## Document extract

☆ ☆ ☆

Background information
- Born: 15 May 1972 (age 54) Mumbai, India
- Origin: India
- Genres: Indian classical, Hindustani Classical (Raag Sangeet)-Khayal, Thumri-Dadra and allied forms, Religious, Folk, Confluence & Cross Cultural
- Occupations: Harmonium player, Composer
- Instrument: Harmonium
- Years active: 1983–present

= Sudhir Nayak =

Sudhir Nayak (सुधीर नायक, ಸುಧೀರ್ ನಾಯಕ್, born 15 May 1972) is an Indian classical Harmonium player, a disciple of Pandit Tulsidas Borkar and Pandit Jitendra Abhisheki. He is also a music composer of repute and is constantly engaged in teaching music to students regularly and also through workshops and interactive sessions.

==Early life==
Sudhir Nayak (b. 15 May 1972) was born to Kota Sarvottam Nayak and Suvarny Nayak in Mumbai. His parents hailing from the South Canara district of Coastal Karnataka, later moved to Mumbai.

☆ ☆ ☆

## Material provided
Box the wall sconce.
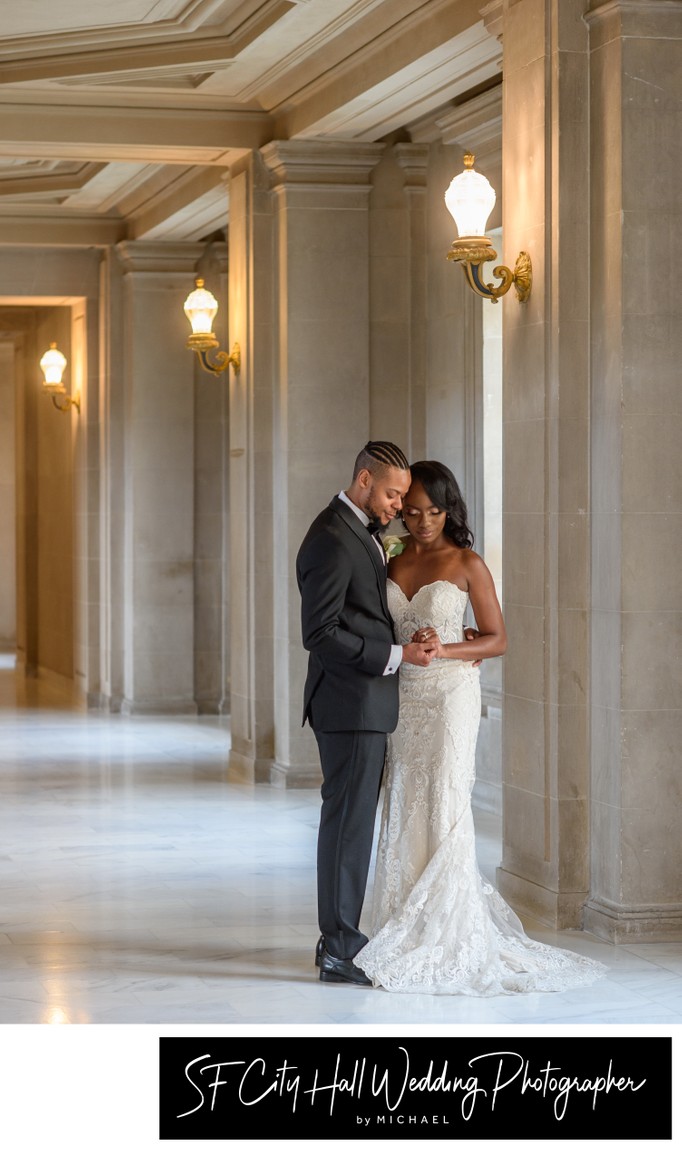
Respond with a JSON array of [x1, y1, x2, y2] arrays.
[[184, 279, 242, 375], [445, 152, 532, 304], [40, 344, 81, 412]]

☆ ☆ ☆

## What you are asked to do
In the Sudhir Nayak profile, reproduce the passage from "Background information" up to and including "moved to Mumbai.", editing it so that "Bombay" replaces "Mumbai".

## Response to this exercise
Background information
- Born: 15 May 1972 (age 54) Bombay, India
- Origin: India
- Genres: Indian classical, Hindustani Classical (Raag Sangeet)-Khayal, Thumri-Dadra and allied forms, Religious, Folk, Confluence & Cross Cultural
- Occupations: Harmonium player, Composer
- Instrument: Harmonium
- Years active: 1983–present

= Sudhir Nayak =

Sudhir Nayak (सुधीर नायक, ಸುಧೀರ್ ನಾಯಕ್, born 15 May 1972) is an Indian classical Harmonium player, a disciple of Pandit Tulsidas Borkar and Pandit Jitendra Abhisheki. He is also a music composer of repute and is constantly engaged in teaching music to students regularly and also through workshops and interactive sessions.

==Early life==
Sudhir Nayak (b. 15 May 1972) was born to Kota Sarvottam Nayak and Suvarny Nayak in Bombay. His parents hailing from the South Canara district of Coastal Karnataka, later moved to Bombay.